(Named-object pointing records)
═══

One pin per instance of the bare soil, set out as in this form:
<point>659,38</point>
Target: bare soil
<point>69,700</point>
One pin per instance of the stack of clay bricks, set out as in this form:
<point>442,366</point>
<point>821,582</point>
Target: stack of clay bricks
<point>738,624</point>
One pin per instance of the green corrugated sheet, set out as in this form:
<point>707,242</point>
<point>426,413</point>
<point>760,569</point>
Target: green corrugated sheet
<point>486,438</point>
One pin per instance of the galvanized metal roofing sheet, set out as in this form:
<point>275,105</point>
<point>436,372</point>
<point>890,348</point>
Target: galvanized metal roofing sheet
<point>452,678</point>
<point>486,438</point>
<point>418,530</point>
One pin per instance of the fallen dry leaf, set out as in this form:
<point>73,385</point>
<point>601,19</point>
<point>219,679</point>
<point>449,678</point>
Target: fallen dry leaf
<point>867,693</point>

═══

— WRITTEN TASK —
Retype the material above, line by line, exactly.

— CORRECT RESULT —
One pin per instance of the bare soil, set out as in this form:
<point>659,38</point>
Target: bare soil
<point>69,700</point>
One pin per instance of the stack of clay bricks, set out as in this form:
<point>442,366</point>
<point>821,582</point>
Target: stack of clay bricks
<point>738,624</point>
One pin per instance of the green corrugated sheet, set out as in this form:
<point>707,242</point>
<point>426,413</point>
<point>760,569</point>
Target: green corrugated sheet
<point>486,438</point>
One pin per instance of the galvanized metal roofing sheet, set out as in this form:
<point>275,105</point>
<point>436,372</point>
<point>890,348</point>
Target: galvanized metal roofing sheet
<point>452,678</point>
<point>486,438</point>
<point>418,530</point>
One pin per instance of the fallen dry leaf, set out as in this form:
<point>73,385</point>
<point>601,19</point>
<point>219,679</point>
<point>449,678</point>
Target: fallen dry leaf
<point>867,693</point>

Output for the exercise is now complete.